● EXERCISE BRIEF
Whatever appears in the records apart from pictures must be reproduced exactly.

● THE DATA
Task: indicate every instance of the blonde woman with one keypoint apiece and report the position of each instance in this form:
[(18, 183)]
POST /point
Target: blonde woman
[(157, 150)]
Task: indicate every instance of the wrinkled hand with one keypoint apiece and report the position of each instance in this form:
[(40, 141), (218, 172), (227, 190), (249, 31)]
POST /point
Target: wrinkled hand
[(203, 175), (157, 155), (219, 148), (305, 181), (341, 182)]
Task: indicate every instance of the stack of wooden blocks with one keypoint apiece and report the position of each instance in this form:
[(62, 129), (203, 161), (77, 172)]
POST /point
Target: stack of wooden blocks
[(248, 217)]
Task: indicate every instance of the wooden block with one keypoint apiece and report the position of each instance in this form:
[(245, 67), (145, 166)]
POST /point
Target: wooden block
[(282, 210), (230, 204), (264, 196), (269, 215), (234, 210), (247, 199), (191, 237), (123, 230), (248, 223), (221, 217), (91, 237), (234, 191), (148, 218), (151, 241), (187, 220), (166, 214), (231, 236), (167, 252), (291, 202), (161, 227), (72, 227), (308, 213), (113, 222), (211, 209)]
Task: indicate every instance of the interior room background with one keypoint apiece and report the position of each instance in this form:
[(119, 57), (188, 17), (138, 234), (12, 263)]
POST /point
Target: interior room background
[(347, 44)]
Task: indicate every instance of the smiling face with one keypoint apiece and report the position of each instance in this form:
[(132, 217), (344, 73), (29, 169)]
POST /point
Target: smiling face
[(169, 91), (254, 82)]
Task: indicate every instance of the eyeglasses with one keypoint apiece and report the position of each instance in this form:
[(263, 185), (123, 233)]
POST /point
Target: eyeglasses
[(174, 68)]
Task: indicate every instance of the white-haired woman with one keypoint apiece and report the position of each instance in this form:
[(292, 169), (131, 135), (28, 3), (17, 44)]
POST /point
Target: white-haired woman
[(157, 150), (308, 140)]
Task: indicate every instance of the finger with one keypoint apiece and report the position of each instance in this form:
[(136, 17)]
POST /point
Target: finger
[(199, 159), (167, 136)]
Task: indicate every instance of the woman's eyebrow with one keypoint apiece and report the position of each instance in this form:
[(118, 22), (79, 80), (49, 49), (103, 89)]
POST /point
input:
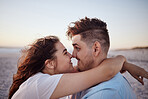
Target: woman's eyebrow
[(64, 50)]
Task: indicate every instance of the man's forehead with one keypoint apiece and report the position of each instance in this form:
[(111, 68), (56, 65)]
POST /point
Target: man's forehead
[(76, 38)]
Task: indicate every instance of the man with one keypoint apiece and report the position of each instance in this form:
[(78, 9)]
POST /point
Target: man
[(91, 43)]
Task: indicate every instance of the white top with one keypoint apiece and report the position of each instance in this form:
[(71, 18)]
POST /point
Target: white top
[(39, 86)]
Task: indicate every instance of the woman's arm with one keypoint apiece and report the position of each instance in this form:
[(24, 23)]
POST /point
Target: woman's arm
[(74, 82), (137, 72)]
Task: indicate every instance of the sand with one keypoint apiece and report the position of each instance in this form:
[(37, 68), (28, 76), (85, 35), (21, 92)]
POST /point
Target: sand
[(8, 63)]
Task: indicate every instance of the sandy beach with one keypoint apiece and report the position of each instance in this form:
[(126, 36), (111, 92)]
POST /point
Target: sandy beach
[(9, 58)]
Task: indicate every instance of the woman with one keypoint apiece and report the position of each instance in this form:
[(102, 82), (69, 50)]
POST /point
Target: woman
[(44, 71)]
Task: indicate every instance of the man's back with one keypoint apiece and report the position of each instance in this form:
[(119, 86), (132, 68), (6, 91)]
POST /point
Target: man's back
[(116, 88)]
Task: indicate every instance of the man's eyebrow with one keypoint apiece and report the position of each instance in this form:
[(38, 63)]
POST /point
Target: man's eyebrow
[(64, 50)]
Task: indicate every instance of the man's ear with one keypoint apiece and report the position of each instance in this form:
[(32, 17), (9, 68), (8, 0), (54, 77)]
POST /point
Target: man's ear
[(50, 64), (96, 48)]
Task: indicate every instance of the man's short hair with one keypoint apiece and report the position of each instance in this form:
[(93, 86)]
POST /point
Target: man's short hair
[(91, 30)]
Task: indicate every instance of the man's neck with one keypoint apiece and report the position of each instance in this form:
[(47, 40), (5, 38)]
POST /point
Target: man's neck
[(99, 60)]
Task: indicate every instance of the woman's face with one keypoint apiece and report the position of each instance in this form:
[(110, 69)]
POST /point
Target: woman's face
[(63, 59)]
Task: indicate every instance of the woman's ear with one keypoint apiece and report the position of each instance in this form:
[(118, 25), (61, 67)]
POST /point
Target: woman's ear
[(50, 64), (96, 48)]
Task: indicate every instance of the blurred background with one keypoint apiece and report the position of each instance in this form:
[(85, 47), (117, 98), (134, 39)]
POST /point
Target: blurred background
[(24, 21)]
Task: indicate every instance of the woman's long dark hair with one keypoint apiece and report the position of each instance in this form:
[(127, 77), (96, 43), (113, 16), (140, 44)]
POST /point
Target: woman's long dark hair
[(32, 60)]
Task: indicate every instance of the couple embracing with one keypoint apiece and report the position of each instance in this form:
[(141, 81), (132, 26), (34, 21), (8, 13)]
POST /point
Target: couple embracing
[(45, 69)]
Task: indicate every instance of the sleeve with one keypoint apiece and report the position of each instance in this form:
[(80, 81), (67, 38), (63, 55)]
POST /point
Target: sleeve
[(104, 94), (46, 85)]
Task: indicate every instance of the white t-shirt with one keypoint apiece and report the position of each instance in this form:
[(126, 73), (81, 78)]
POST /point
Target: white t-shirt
[(39, 86)]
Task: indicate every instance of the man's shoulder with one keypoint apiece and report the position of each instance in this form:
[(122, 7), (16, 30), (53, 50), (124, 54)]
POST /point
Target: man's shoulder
[(112, 83)]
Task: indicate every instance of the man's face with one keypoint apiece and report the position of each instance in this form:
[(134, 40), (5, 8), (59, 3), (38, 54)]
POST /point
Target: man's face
[(63, 59), (82, 53)]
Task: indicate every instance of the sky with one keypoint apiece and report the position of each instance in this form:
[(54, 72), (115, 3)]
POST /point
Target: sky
[(24, 21)]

● RESULT OF THE TASK
Task: indicate every instance of the blonde woman with one keypoint apiece and report the position of each instance in this form:
[(18, 183)]
POST /point
Target: blonde woman
[(157, 150)]
Task: indicate every instance of the wrinkled hand with one keypoint apiece and report the position of each instance in this form:
[(40, 141), (218, 172), (227, 190), (249, 31)]
POST /point
Target: wrinkled hand
[(203, 175), (157, 155), (219, 148), (305, 181), (341, 182)]
Task: indicate every instance of the stack of wooden blocks with one keypoint apiece and report the position of each instance in this form:
[(62, 129), (203, 161), (77, 172)]
POST /point
Target: stack of wooden blocks
[(248, 217)]
Task: indicate every instance of the wooden block with one keypoint apiece and report the position of each instance in this form:
[(245, 67), (145, 166)]
POST /point
Target: wooden block
[(282, 210), (230, 204), (264, 196), (269, 215), (234, 210), (247, 199), (191, 237), (123, 230), (248, 223), (221, 217), (91, 237), (234, 191), (148, 218), (151, 241), (187, 220), (166, 214), (231, 236), (167, 252), (291, 202), (161, 227), (72, 227), (308, 213), (113, 222), (211, 209)]
Task: indicate every instance of the interior room background with one keypoint apiece and report the position of each instance in this form:
[(119, 57), (188, 17), (138, 234), (12, 263)]
POST /point
Target: interior room background
[(347, 44)]
Task: indicate every instance of the smiling face with one keypoint apiece and report the position of each instance in this form:
[(132, 217), (344, 73), (29, 169)]
POST /point
Target: smiling face
[(169, 91), (254, 82)]
Task: indicate every instance of the eyeglasses with one keypoint apiece and report the position of each instance in this form:
[(263, 185), (123, 233)]
POST /point
Target: eyeglasses
[(174, 68)]
Task: indicate every instance of the white-haired woman with one keypoint apiece and report the position of each instance in this form:
[(292, 169), (131, 135), (28, 3), (17, 44)]
POST /point
Target: white-haired woman
[(157, 150), (308, 140)]
Task: indicate every instance of the finger with one keypoint apiece and report the position of each instance in this form:
[(136, 17)]
POST /point
Target: finger
[(199, 159), (167, 136)]
Task: indicate every instance of the woman's eyebrow with one keypoint apiece and report the position of each instance in this form:
[(118, 22), (79, 80), (49, 49), (103, 89)]
POST /point
input:
Target: woman's eyebrow
[(64, 50)]
Task: indicate every instance of the man's forehead with one keypoint apiece and report the position of each instance in this form:
[(111, 68), (56, 65)]
POST /point
Target: man's forehead
[(76, 38)]
Task: indicate every instance of the man with one keypoint apiece and report the position of each instance in this form:
[(78, 9)]
POST /point
Target: man
[(91, 43)]
Task: indicate every instance of the white top with one keypoint apiece and report the position of each instance in this form:
[(71, 18)]
POST /point
Target: white top
[(39, 86)]
Task: indicate every instance of the woman's arm with one keypoint apiece and report the position of each instance in this form:
[(24, 23)]
POST /point
Target: woman's arm
[(74, 82), (137, 72)]
Task: indicate every instance of the sand with one keypoint apiece and report the position of each instance in this form:
[(37, 68), (28, 76), (85, 35), (21, 92)]
POST /point
Target: sand
[(8, 63)]
Task: indicate every instance of the sandy beach with one keypoint apiece and report the position of each instance in this form:
[(126, 36), (111, 92)]
POST /point
Target: sandy beach
[(9, 58)]
Task: indicate every instance of the woman with one keypoint apiece and report the position of each instance in this form:
[(102, 82), (69, 50)]
POST /point
Target: woman
[(44, 71)]
Task: indicate every instance of the man's back with one keypoint apiece and report the position of each instance in this form:
[(119, 86), (132, 68), (6, 91)]
POST /point
Target: man's back
[(116, 88)]
Task: indicate every instance of the man's eyebrow with one keypoint apiece and report the position of each instance in this form:
[(38, 63)]
POST /point
Target: man's eyebrow
[(64, 50)]
Task: indicate every instance of the man's ear with one keypoint apiece and report the position of each instance in this form:
[(32, 17), (9, 68), (8, 0), (54, 77)]
POST /point
Target: man's ear
[(50, 64), (96, 48)]
Task: indicate every instance of the man's short hair with one keypoint apiece and report the position of each instance in this form:
[(93, 86)]
POST /point
Target: man's short hair
[(91, 30)]
Task: indicate every instance of the man's neck with one keypoint apiece and report the position of each instance in this form:
[(47, 40), (5, 38)]
POST /point
Target: man's neck
[(99, 60)]
Task: indicate every instance of the woman's face with one keypoint apiece and report the position of each instance in this form:
[(110, 69)]
POST /point
Target: woman's face
[(63, 59)]
Task: indicate every instance of the woman's ear with one keypoint apiece and report the position of each instance in this form:
[(118, 25), (61, 67)]
POST /point
Target: woman's ear
[(50, 64), (96, 48)]
Task: indicate every instance of the blurred background with one keypoint apiece and report the position of each instance in this form:
[(85, 47), (117, 98), (134, 39)]
POST /point
Target: blurred background
[(24, 21)]
Task: indicate every instance of the woman's long dark hair with one keypoint apiece and report the position of each instance in this form:
[(127, 77), (96, 43), (113, 16), (140, 44)]
POST /point
Target: woman's long dark hair
[(32, 60)]
Task: indicate every instance of the couple embracing with one keypoint apiece and report the position of each instance in this form:
[(141, 81), (132, 26), (34, 21), (8, 13)]
POST /point
Target: couple embracing
[(45, 69)]
Task: indicate every instance of the sleeve with one keypoint apiece and report the position of each instance in this form:
[(80, 81), (67, 38), (63, 55)]
POST /point
Target: sleeve
[(104, 94), (46, 85)]
Task: indicate every instance of the white t-shirt with one keypoint apiece and report the position of each instance in this form:
[(126, 73), (81, 78)]
POST /point
Target: white t-shirt
[(39, 86)]
Task: indicate every instance of the man's shoulder with one keypoint apiece and report the position of each instance in this form:
[(122, 7), (16, 30), (53, 50), (124, 54)]
POST /point
Target: man's shoulder
[(112, 83)]
Task: indicate every instance of the man's face with one keypoint apiece and report the position of each instance in this form:
[(134, 40), (5, 8), (59, 3), (38, 54)]
POST /point
Target: man's face
[(63, 59), (82, 53)]
Task: indicate every instance of the sky with one keypoint apiece and report the position of each instance in this form:
[(54, 72), (115, 3)]
POST /point
Target: sky
[(24, 21)]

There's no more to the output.